───── Document ─────

Papa to the Pros: Dr. Richard Lederer, Part One

Papa to the Pros: Dr. Richard Lederer, Part One 0001

Who is Richard Lederer?

A Jewish man, teaching English at WASP-ish St. Paul's, an Episcopalian school in New Hampshire that counts John Kerry and William Randolph Hearst as grads.

A struggling teacher - flipping hamburgers for extra money - while his affluent students spent their school breaks in the Caribbean, Switzerland, or Aspen.

And, oh, yes, he is also the father of Howard Lederer, winner of WSOP bracelets and WPT events, Annie Duke, the leading female money winner of all time, and Katy Lederer, a sometimes-gambler, poet, and author, who told the story of the family in Poker Face: A Girlhood Among Gamblers.

The family never had enough money. Annie says, "We lived like aliens among the privileged." Then Richard hit it big with his book, Anguished English, which gave him financial independence. This book, followed by More Anguished English, The Revenge of Anguished English, and the Bride of Anguished English, reports on "accidental assaults on the English language." For example, "A virgin forest is a place where the hand of man has never set foot."

This expert on the English language then churned out thousands of articles and 30 books, including The Cunning Linguist. Here is a taste (pun intended): "I love oral sex. It's the phone bill I hate."

Millions of his books are now in print and have been featured as Book-of-the-Month Club and Literary Guild picks. He has been called, "Conan the Grammarian" and "Attila the Pun" (one of his books is, Get Thee to a Punnery), and was dubbed the International Punster of the Year. Ours is a strange language, he notes: our noses run and our feet smell.

In 2002, he was awarded Toastmaster International's highest honor, the Golden Gavel. Other recipients included Walter Cronkite and Anthony Robbins. He calls himself a "verbivore," one who devours words. Verbivore.com is his website.

Today, from San Diego, where he now lives with second wife, Simone, he co-hosts the NPR radio program, "A Way with Words." He has been profiled in magazines as diverse as The New Yorker, People, and The National Enquirer. He keeps up an active speaking schedule. "Have tongue, will travel," he laughs.

───── Given entries ─────

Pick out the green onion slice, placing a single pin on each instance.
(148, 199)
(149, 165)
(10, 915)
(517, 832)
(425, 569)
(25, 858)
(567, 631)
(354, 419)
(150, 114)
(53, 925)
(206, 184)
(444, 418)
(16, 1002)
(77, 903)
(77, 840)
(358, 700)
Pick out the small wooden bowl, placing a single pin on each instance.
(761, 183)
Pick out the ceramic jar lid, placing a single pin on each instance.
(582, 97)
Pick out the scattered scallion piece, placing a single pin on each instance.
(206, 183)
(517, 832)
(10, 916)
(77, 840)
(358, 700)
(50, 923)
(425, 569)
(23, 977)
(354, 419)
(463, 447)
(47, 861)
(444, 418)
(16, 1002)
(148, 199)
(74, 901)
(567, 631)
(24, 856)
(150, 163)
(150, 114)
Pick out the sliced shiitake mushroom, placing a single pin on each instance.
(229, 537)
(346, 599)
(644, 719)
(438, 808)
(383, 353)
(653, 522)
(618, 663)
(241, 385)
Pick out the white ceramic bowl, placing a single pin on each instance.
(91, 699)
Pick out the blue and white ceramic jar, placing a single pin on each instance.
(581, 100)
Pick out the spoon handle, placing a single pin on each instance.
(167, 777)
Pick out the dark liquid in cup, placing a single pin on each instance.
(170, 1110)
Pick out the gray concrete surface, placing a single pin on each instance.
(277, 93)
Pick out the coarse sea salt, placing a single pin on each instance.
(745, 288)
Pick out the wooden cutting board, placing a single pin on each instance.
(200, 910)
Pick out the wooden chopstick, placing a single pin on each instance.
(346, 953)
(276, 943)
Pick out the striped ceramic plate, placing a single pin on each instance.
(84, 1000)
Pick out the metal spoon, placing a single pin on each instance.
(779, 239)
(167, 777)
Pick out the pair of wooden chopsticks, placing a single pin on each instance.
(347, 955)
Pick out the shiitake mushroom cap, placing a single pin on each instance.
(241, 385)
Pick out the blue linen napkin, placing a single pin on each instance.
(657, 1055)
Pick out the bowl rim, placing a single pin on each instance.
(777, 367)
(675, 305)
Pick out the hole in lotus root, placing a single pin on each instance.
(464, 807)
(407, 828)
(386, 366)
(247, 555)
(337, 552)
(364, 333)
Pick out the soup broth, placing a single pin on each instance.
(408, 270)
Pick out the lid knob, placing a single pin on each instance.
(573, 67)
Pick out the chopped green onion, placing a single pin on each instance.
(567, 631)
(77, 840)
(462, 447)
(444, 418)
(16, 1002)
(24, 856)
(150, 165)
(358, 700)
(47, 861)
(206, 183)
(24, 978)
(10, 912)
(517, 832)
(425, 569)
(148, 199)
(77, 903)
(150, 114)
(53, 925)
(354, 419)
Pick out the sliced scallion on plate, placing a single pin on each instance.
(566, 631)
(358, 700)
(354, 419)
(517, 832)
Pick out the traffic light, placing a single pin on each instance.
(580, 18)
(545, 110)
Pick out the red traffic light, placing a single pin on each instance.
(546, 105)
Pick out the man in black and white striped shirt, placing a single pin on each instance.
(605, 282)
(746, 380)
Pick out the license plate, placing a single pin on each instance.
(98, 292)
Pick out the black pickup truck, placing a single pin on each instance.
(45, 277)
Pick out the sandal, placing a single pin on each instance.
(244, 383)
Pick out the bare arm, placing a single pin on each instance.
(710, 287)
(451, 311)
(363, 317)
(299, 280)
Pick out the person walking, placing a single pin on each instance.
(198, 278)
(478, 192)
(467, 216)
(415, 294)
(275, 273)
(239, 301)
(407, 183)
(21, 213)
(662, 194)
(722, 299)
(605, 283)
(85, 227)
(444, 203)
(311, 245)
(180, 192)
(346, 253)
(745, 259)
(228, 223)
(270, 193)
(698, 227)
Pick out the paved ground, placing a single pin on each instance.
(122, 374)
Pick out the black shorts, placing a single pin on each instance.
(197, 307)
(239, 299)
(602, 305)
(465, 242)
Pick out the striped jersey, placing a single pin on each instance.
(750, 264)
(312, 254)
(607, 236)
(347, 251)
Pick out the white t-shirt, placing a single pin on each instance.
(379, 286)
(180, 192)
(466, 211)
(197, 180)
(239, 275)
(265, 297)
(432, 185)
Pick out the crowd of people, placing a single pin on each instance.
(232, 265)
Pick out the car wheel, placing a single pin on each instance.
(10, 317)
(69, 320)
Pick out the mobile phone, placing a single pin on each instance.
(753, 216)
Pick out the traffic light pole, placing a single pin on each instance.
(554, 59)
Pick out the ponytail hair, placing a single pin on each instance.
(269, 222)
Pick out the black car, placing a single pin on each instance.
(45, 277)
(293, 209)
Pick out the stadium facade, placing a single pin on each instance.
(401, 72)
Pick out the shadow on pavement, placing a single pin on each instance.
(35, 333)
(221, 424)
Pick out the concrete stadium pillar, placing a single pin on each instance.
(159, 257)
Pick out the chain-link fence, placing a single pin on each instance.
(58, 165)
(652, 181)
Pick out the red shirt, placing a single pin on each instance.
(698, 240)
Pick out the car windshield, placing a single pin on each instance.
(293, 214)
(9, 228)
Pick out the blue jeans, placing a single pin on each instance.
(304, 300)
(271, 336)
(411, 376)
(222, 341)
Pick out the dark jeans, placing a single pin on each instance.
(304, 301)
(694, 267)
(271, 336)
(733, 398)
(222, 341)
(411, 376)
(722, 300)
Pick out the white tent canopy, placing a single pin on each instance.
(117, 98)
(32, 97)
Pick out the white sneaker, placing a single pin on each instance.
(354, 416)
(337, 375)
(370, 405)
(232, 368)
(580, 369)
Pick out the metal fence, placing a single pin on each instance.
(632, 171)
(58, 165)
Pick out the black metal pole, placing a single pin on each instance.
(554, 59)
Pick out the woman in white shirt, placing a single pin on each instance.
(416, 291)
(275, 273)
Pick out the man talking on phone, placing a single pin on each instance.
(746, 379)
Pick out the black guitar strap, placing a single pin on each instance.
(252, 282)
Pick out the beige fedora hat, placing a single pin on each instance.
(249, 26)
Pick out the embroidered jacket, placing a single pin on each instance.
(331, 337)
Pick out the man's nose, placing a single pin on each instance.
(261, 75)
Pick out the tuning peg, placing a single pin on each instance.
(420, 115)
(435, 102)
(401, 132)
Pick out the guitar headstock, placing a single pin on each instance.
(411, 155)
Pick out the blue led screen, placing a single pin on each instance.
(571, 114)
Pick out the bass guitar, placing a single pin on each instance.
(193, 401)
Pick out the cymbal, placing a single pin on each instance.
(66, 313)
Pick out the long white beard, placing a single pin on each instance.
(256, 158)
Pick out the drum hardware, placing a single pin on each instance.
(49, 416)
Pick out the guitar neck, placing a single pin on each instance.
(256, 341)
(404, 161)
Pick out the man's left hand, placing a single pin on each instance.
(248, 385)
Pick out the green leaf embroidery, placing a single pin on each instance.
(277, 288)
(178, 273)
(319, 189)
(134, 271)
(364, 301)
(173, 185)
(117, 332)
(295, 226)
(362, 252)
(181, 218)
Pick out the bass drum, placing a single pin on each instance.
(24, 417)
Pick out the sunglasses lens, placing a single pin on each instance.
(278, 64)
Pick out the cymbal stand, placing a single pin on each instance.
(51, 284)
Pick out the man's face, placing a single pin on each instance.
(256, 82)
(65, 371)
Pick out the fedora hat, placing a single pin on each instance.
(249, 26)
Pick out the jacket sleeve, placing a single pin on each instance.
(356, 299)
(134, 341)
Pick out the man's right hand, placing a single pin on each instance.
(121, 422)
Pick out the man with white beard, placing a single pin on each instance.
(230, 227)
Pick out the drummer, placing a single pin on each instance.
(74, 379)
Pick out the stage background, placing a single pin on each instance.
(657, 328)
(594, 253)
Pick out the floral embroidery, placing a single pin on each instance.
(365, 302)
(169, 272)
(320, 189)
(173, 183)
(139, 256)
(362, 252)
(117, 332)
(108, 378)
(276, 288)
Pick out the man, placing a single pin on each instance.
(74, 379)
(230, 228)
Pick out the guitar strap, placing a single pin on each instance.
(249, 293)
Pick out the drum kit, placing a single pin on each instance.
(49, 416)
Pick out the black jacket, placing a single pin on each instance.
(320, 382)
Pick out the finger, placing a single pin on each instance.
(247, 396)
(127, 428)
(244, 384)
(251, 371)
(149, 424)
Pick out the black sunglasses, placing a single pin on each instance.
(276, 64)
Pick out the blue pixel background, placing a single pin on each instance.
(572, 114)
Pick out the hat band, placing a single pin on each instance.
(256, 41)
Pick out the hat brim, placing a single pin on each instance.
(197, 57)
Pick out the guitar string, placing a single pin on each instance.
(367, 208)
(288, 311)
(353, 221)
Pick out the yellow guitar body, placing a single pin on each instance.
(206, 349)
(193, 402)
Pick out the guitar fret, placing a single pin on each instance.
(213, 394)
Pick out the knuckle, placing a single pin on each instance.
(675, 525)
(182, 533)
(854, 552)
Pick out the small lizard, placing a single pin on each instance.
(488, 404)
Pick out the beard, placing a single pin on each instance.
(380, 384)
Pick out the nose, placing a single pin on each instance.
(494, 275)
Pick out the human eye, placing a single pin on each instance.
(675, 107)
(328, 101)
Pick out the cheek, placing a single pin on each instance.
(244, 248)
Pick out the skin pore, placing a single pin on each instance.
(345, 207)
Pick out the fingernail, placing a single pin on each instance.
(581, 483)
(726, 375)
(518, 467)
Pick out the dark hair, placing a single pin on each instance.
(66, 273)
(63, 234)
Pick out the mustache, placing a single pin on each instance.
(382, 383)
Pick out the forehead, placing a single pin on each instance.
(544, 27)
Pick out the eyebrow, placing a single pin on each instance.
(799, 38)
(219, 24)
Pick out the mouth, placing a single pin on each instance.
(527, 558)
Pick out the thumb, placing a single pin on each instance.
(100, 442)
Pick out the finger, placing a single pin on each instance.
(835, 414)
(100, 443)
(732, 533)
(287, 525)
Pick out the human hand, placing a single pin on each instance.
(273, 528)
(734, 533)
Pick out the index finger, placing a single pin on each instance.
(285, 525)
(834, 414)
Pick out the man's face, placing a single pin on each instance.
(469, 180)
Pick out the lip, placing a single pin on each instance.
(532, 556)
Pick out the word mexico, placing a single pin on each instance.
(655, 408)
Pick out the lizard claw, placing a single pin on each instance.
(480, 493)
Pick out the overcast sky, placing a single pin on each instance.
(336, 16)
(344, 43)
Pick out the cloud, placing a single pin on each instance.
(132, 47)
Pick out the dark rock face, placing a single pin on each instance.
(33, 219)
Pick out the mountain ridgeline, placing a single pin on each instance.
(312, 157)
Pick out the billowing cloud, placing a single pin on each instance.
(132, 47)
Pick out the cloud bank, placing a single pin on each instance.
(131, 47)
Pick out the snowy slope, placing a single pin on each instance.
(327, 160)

─────

- [Exercise task]: Copy out the profile of Richard Lederer above word for word, from its title line through its final sentence.

- [Response]:
Papa to the Pros: Dr. Richard Lederer, Part One

Papa to the Pros: Dr. Richard Lederer, Part One 0001

Who is Richard Lederer?

A Jewish man, teaching English at WASP-ish St. Paul's, an Episcopalian school in New Hampshire that counts John Kerry and William Randolph Hearst as grads.

A struggling teacher - flipping hamburgers for extra money - while his affluent students spent their school breaks in the Caribbean, Switzerland, or Aspen.

And, oh, yes, he is also the father of Howard Lederer, winner of WSOP bracelets and WPT events, Annie Duke, the leading female money winner of all time, and Katy Lederer, a sometimes-gambler, poet, and author, who told the story of the family in Poker Face: A Girlhood Among Gamblers.

The family never had enough money. Annie says, "We lived like aliens among the privileged." Then Richard hit it big with his book, Anguished English, which gave him financial independence. This book, followed by More Anguished English, The Revenge of Anguished English, and the Bride of Anguished English, reports on "accidental assaults on the English language." For example, "A virgin forest is a place where the hand of man has never set foot."

This expert on the English language then churned out thousands of articles and 30 books, including The Cunning Linguist. Here is a taste (pun intended): "I love oral sex. It's the phone bill I hate."

Millions of his books are now in print and have been featured as Book-of-the-Month Club and Literary Guild picks. He has been called, "Conan the Grammarian" and "Attila the Pun" (one of his books is, Get Thee to a Punnery), and was dubbed the International Punster of the Year. Ours is a strange language, he notes: our noses run and our feet smell.

In 2002, he was awarded Toastmaster International's highest honor, the Golden Gavel. Other recipients included Walter Cronkite and Anthony Robbins. He calls himself a "verbivore," one who devours words. Verbivore.com is his website.

Today, from San Diego, where he now lives with second wife, Simone, he co-hosts the NPR radio program, "A Way with Words." He has been profiled in magazines as diverse as The New Yorker, People, and The National Enquirer. He keeps up an active speaking schedule. "Have tongue, will travel," he laughs.